The segfault is caused by a variety of different queries accessing the corrupt table(s) in different ways, but each time it's the std::unique_lock<std::mutex>::unlock() that seems to be responsible for the segfault. It's particularly sad when the resulting CHECK TABLE/OPTIMIZE TABLE cause the segfault too :-/ e.g.

Thread pointer: 0x7fa500003648
Attempting backtrace. You can use the following information to find out
where mysqld died. If you see no messages after this, something went
terribly wrong...
stack_bottom = 0x7fa678090d78 thread_stack 0x30000
??:0(my_print_stacktrace)[0x55d8e417954e]
??:0(handle_fatal_signal)[0x55d8e3c78f65]
sigaction.c:0(__restore_rt)[0x7fa67c481140]
??:0(std::unique_lock<std::mutex>::unlock())[0x55d8e3ffba71]
??:0(std::unique_lock<std::mutex>::unlock())[0x55d8e3ffd13a]
??:0(wsrep_notify_status(wsrep::server_state::state, wsrep::view const*))[0x55d8e3f77f15]
??:0(mysql_alter_table(THD*, st_mysql_const_lex_string const*, st_mysql_const_lex_string const*, HA_CREATE_INFO*, TABLE_LIST*, Alter_info*, unsigned int, st_order*, bool, bool))[0x55d8e3b247cb]
??:0(mysql_recreate_table(THD*, TABLE_LIST*, bool))[0x55d8e3b25017]
??:0(MDL_ticket::~MDL_ticket())[0x55d8e3b84f3d]
??:0(MDL_ticket::~MDL_ticket())[0x55d8e3b86dcc]
??:0(Sql_cmd_optimize_table::execute(THD*))[0x55d8e3b87f0d]
??:0(mysql_execute_command(THD*))[0x55d8e3a80356]
??:0(mysql_parse(THD*, char*, unsigned int, Parser_state*, bool, bool))[0x55d8e3a845db]
??:0(dispatch_command(enum_server_command, THD*, char*, unsigned int, bool, bool))[0x55d8e3a86a5d]
??:0(do_command(THD*))[0x55d8e3a882de]
??:0(do_handle_one_connection(CONNECT*, bool))[0x55d8e3b79fb2]
??:0(handle_one_connection)[0x55d8e3b7a22d]
??:0(MyCTX_nopad::finish(unsigned char*, unsigned int*))[0x55d8e3eb611b]
nptl/pthread_create.c:478(start_thread)[0x7fa67c475ea7]
x86_64/clone.S:97(__GI___clone)[0x7fa67c08cdef]
 
Trying to get some variables.

◇ ◇ ◇ ◇

* **WHAT IS BEING ASKED**
Pull from the segfault report everything from "The segfault is" down to "terribly wrong...", copied character for character.

◇ ◇ ◇ ◇

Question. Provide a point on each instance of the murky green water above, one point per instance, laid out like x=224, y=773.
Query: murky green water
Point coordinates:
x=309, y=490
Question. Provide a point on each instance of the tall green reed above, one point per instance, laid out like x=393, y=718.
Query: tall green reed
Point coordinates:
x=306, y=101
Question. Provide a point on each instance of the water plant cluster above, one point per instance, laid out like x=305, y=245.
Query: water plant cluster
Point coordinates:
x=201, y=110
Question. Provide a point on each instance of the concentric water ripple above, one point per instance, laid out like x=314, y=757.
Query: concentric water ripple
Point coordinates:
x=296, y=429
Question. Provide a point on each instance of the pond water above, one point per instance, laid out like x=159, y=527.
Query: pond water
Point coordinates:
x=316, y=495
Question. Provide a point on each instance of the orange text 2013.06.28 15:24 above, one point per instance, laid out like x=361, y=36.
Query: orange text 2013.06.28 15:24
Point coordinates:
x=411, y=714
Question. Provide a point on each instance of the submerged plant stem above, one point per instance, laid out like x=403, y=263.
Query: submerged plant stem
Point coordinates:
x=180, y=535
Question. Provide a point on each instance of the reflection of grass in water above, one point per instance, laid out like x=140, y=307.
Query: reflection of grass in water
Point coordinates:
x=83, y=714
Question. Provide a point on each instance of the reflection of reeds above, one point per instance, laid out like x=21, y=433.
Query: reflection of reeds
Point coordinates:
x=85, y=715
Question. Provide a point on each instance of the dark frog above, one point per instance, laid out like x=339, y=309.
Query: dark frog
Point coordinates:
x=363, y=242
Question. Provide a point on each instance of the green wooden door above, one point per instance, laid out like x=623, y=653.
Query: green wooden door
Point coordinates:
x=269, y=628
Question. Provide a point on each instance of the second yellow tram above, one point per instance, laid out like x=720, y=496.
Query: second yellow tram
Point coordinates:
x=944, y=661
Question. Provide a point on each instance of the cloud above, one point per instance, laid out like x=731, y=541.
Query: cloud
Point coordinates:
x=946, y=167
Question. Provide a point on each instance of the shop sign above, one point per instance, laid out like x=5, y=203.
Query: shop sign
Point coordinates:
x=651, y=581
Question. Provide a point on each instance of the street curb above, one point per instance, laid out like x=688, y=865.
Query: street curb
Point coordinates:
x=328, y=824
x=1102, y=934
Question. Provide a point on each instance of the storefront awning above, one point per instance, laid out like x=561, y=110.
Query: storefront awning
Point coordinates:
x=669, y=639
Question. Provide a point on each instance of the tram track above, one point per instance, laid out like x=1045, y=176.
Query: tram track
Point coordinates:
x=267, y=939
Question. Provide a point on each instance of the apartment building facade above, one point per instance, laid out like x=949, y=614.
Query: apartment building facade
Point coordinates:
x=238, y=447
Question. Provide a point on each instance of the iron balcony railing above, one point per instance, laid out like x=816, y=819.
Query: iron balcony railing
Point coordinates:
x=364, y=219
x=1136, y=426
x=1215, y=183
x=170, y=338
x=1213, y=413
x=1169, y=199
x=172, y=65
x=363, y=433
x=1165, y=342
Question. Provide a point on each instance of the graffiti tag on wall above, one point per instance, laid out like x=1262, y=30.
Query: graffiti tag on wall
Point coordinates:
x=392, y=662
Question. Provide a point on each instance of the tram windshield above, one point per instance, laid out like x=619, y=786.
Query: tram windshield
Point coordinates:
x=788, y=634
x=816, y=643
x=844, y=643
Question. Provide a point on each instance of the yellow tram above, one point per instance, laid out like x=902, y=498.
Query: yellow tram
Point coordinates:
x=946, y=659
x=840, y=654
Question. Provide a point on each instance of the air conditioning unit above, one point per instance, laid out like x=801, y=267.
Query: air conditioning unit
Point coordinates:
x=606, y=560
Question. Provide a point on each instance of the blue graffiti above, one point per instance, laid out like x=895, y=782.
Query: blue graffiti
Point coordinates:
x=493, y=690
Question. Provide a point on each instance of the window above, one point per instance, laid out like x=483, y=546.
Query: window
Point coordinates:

◇ ◇ ◇ ◇

* **CORRECT RESPONSE**
The segfault is caused by a variety of different queries accessing the corrupt table(s) in different ways, but each time it's the std::unique_lock<std::mutex>::unlock() that seems to be responsible for the segfault. It's particularly sad when the resulting CHECK TABLE/OPTIMIZE TABLE cause the segfault too :-/ e.g.

Thread pointer: 0x7fa500003648
Attempting backtrace. You can use the following information to find out
where mysqld died. If you see no messages after this, something went
terribly wrong...